Re: [biofuel] The Wealth of Nature

2004-05-05 Thread Keith Addison

Hi Ed

On Sunday, May 2, 2004, at 02:30 PM, Keith Addison wrote:

Herman Daly's book Beyond Growth was required reading in the 
program  I was in a few years ago, for the course in Ecological 
Economics (not  your typical course or program!, especially in '99).

I haven't read it. :-( But I've read a lot of excerpts and 
commentaries, as with the other eco-economists, and Georgescu. 
Reading books is slow stuff for me these days, a couple of minutes at 
a time tucked in here and there, a severe problem and I don't know 
what to do about it.

 It's very interesting reading..my copy kept me up late making 
copious  notes in the margins! A real eye-opener.

And, despite what we may think, Adam Smith did have a fairly strong 
notion of the need to maintain the social fabric of society - more 
than  he's given credit for. Too much selective quoting, and quoting 
out of  context going on with his stuff, too often, I think...

So do I think. Often by people who don't seem to have read The 
Wealth of Nations (which I have read, ha!). It's amusing to imagine 
an argument between a reincarnated Adam Smith, given a few months to 
look around at today's world and another few months to recover from 
it, and say Milton Friedman. Or Alan Greenspan. Or any of their ilk.

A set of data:
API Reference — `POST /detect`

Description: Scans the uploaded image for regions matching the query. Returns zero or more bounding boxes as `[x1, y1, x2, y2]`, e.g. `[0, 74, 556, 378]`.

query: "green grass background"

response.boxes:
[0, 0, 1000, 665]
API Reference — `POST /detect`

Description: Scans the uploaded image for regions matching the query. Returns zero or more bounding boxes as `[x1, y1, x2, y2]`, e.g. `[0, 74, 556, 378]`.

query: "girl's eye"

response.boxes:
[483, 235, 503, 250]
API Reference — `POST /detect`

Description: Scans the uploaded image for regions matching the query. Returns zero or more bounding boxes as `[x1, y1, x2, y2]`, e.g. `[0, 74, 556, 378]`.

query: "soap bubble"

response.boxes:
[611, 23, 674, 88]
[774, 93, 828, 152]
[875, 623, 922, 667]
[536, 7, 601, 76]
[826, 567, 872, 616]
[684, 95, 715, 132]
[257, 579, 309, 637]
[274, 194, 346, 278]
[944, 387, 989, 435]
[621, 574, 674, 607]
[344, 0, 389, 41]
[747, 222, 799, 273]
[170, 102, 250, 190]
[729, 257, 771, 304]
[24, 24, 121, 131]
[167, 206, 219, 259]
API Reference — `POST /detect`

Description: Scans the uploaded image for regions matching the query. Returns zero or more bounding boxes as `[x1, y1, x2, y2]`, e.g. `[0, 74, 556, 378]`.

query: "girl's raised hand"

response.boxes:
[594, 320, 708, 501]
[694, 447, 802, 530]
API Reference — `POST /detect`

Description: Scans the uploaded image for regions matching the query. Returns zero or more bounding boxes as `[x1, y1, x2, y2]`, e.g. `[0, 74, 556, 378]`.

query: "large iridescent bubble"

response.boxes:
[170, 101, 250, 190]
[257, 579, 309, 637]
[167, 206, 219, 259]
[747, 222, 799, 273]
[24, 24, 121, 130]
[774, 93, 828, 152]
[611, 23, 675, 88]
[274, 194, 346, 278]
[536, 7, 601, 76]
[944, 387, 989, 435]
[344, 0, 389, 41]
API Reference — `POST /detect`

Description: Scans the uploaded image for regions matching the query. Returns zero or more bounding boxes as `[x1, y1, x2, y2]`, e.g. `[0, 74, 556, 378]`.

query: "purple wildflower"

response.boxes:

Aim 1 ▸
In the email discussing Herman Daly's Beyond Growth, which course had that book as required reading?
Aim 2 ▸
Go on with the email about Herman Daly and Adam Smith, picking up right after its final sentence.

Output 1 ▸
The course in Ecological Economics.

Output 2 ▸
It certainly would be an argument. I'd put my money on Smith. I think 
he'd agree more with Daly et al. I don't think he'd like this, for 
instance:

The Adam Smith Institute, the ultra-rightwing lobby group, now 
receives more money from Britain's Department for International 
Development (DfID) than Liberia or Somalia, two of the most desperate 
nations on Earth. ... The institute's purpose is to devise new means 
for corporations to grab the resources that belong to the public 
realm. [From another reference:] The brains behind these stunts is 
Adam Smith International, the global consulting arm of the UK-based 
think tank. The money came from DFID, which in recent years has 
channelled more than a quarter of a million pounds of its allocation 
to Tanzania through Adam Smith International. The use of substantial 
sums of UK aid money in one of the world's poorest countries to swing 
the public behind a World Bank-led water privatisation may be 
surprising to UK taxpayers.

Also: Vijay Vaitheeswaran of The Economist in his new book, 'Power 
to the People' joins others in saying, in essence, that what's really 
needed is a marriage between Adam Smith, the father of free markets, 
and Rachel Carson, the mother of the environmental movement. They're 
not incompatible, despite all the neo-liberal cant to the contrary. I 
think it largely amounts to the eco-economists, and Schumacher.

GOING back two centuries, economists have worried about what Adam 
Smith described as the tendency of chieftains in a market system 'to 
deceive and even to oppress the public.'

Yes, that's what he really said. Something else he really said: Adam 
Smith commented in 1776 that the only trades that justified 
incorporation were banking, insurance, canal building and waterworks. 
He believed it was contrary to the public interest for any other 
businesses or trades to be incorporated and that all should be run as 
partnerships. I guess you could read canal building as public 
transport. You certainly can't read waterworks as World 
Bank/Bechtel/Adam Smith Institute-style water privatisation. Smith 
also said: It was not by gold or by silver, but by labour, that all 
the wealth of the world was originally purchased. He said 
businessmen always yearn to escape from price competition through 
collusion.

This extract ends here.